_Material shown_
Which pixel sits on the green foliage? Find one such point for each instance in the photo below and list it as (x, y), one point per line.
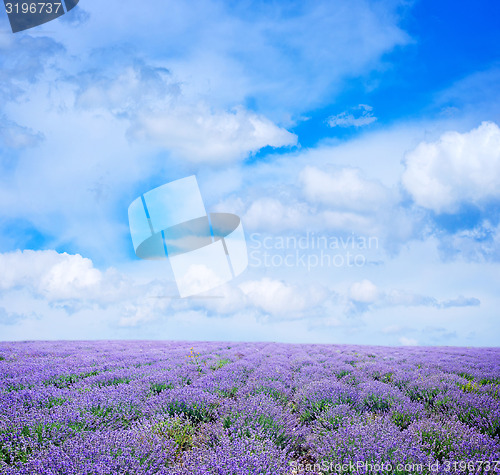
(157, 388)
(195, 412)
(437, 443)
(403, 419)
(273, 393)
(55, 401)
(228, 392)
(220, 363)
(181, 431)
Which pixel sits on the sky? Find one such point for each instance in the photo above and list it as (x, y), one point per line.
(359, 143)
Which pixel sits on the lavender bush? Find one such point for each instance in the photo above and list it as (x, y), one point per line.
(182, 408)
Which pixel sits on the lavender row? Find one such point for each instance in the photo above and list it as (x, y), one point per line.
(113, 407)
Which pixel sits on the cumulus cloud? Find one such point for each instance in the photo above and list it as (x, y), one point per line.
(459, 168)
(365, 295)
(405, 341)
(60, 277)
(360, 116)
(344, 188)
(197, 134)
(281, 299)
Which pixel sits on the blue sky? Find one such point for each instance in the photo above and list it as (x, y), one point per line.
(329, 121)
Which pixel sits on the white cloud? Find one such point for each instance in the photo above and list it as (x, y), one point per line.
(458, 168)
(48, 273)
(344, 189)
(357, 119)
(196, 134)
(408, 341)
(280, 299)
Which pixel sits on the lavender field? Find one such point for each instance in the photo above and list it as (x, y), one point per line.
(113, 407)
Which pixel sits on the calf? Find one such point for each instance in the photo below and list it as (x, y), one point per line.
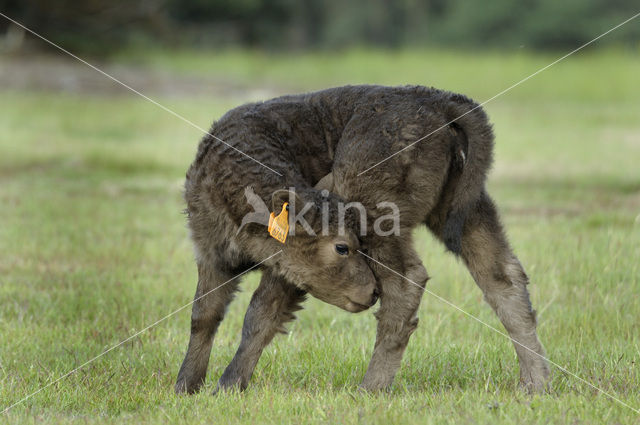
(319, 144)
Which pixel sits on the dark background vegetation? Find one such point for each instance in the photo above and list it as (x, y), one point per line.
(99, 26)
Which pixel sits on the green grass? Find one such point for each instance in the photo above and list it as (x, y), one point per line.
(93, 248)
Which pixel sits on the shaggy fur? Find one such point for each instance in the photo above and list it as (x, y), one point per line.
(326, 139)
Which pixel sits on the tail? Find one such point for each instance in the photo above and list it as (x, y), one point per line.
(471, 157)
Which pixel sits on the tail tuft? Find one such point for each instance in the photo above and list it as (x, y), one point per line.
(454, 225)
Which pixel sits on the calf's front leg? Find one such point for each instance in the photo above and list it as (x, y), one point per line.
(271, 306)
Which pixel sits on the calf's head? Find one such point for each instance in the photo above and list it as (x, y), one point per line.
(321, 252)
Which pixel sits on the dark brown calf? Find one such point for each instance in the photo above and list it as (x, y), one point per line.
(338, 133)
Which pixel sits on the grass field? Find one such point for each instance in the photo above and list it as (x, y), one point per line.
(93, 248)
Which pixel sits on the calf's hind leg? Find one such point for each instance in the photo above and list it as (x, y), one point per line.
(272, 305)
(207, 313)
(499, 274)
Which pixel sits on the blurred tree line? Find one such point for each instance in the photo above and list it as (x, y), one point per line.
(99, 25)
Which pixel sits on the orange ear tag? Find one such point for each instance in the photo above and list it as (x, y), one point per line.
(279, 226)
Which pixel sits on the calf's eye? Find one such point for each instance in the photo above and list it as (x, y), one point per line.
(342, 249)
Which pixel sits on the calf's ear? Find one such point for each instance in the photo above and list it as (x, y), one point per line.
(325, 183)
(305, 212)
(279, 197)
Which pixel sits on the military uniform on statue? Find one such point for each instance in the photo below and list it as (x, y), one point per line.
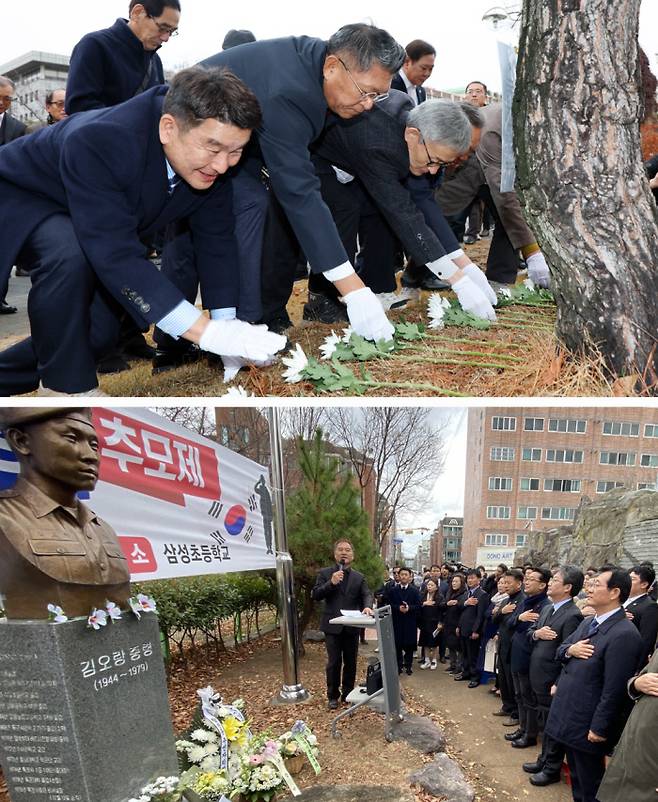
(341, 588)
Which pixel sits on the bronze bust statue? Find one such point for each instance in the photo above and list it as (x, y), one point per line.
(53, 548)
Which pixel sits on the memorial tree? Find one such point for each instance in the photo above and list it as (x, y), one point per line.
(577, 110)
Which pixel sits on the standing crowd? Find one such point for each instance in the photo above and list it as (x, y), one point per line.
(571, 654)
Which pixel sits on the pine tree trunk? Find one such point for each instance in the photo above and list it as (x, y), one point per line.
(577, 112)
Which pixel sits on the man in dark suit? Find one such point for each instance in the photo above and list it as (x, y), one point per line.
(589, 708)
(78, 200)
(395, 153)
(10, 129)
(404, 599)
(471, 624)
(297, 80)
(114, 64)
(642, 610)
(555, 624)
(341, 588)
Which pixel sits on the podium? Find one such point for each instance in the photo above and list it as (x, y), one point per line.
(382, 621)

_Written instruction_
Retype the data above exactly; pictures are not part of the copy.

_Task solution_
Which pixel sits on the green foliage? Find one such point for each instance in the photo below and list it as (x, y), one point per line.
(157, 388)
(195, 412)
(437, 443)
(403, 419)
(273, 393)
(55, 401)
(228, 392)
(220, 363)
(181, 431)
Which pixel sits on the sky? Find one such point for each instance in the photo above and list it as (x, y), one point per line.
(359, 143)
Which pixel sits on the lavender bush? Find one such point for each instance in the photo above and list it as (x, y), one point per line.
(182, 408)
Which pixel sits on the lavender row? Find one such point for each instance in the photo above and list it as (x, y), one point per line.
(113, 407)
Which pixel sits on the cumulus cloud? Find one such point for each instance in the photo above and list it as (x, y), one point per line.
(459, 168)
(365, 295)
(405, 341)
(60, 277)
(360, 116)
(344, 188)
(197, 134)
(281, 299)
Which pixel sits on the blue sky? Find one such point for each instance in the photo above and list it as (x, y), one point per line.
(329, 121)
Which pixel sits on the white cloud? Find one such point for each instance in the photo above and list it as (x, y), one point per line.
(458, 168)
(48, 273)
(344, 189)
(357, 119)
(196, 134)
(408, 341)
(280, 299)
Which pixel sits on the lavender field? Find one such point for each instance in the photo above and list it as (x, y), one point per line.
(113, 407)
Which pixel sits on the calf? Find one such point for each instance in the photo below and list it as (x, y), one point per line.
(319, 144)
Which pixel sits on the dark background vegetation? Find one such point for each instance in the photo above and list it as (x, y), one point per line.
(99, 26)
Which pixel sits on the green grass? Find one such point for each instance in the photo above and list it as (x, y), one point per line.
(93, 248)
Which pixel sits on the shaggy fur? Find one such point for each instance in the photo above and list it as (x, y), one point per line.
(326, 139)
Which pixel sits on the tail? Find one such point for each instance in the photo above and list it as (x, y), one point per line.
(471, 157)
Which pixel sits on the tail tuft? Find one such point for each instance in the photo above and list it as (x, y), one point per line.
(454, 225)
Which pixel sits on the calf's front leg? Find one such point for each instance in the photo above and list it as (x, y), one point per line.
(271, 306)
Which pixel sits on the calf's head? Find one such point for each instance in the photo above and list it as (x, y), one point per line.
(321, 252)
Which pixel sits on the dark brown calf? Find one such point for each instance in the photo above and list it as (x, y), one point per line.
(338, 133)
Which pixel sits on the grass field? Find one such point for each instance in the photo above and list it as (x, y), one point per line.
(93, 248)
Which pixel sits on the calf's hind leg? Find one such point for each instance in the photo above and list it as (x, y), one point per line.
(272, 305)
(207, 313)
(499, 274)
Which pixel sits on the blurred tree line? Find one such point for each instance in the photo above and list it as (x, y), one point per line.
(99, 25)
Which pixel sits on the orange ear tag? Find one such point for each instance in the photo above and list it as (x, y), one point per line.
(279, 226)
Which pixel sits on the calf's eye? Find one such point for each instance in the photo above and list it as (x, y), one point per line.
(342, 249)
Which pixel sits on the calf's ear? Find one such point for each instance in the photo above and list it as (x, y), one point per line.
(325, 183)
(305, 212)
(279, 197)
Which pixel sits on the military uniform on statue? Find one such point for each instance in the photo below and list it as (x, y), one point per line.
(341, 588)
Which pixel sits on the bronze bust statue? Find one such point for each instance in the photo above and list it as (x, y), one point per line.
(53, 548)
Which pixel sits on the memorial tree? Find one such point for each instance in the photo above and list it as (x, y), one point per line.
(577, 110)
Which pixel sits on the standing crowd? Find one such point for each instance in the photo above and list it as (x, y), one point per line.
(571, 654)
Which pixel sits on the pine tree trunk? Find one such point for each instance in the photo above and list it as (x, y), one point per line.
(577, 112)
Which pixel sits on the man in dark suit? Find one such point for each instance in the photo above and list it as (x, y), one point per line.
(589, 708)
(78, 200)
(395, 153)
(10, 129)
(404, 599)
(471, 624)
(297, 80)
(114, 64)
(642, 610)
(555, 624)
(341, 588)
Which pixel sits on the podium? Find one such point for each instance in the photo above and list it as (x, y), one point per line.
(382, 621)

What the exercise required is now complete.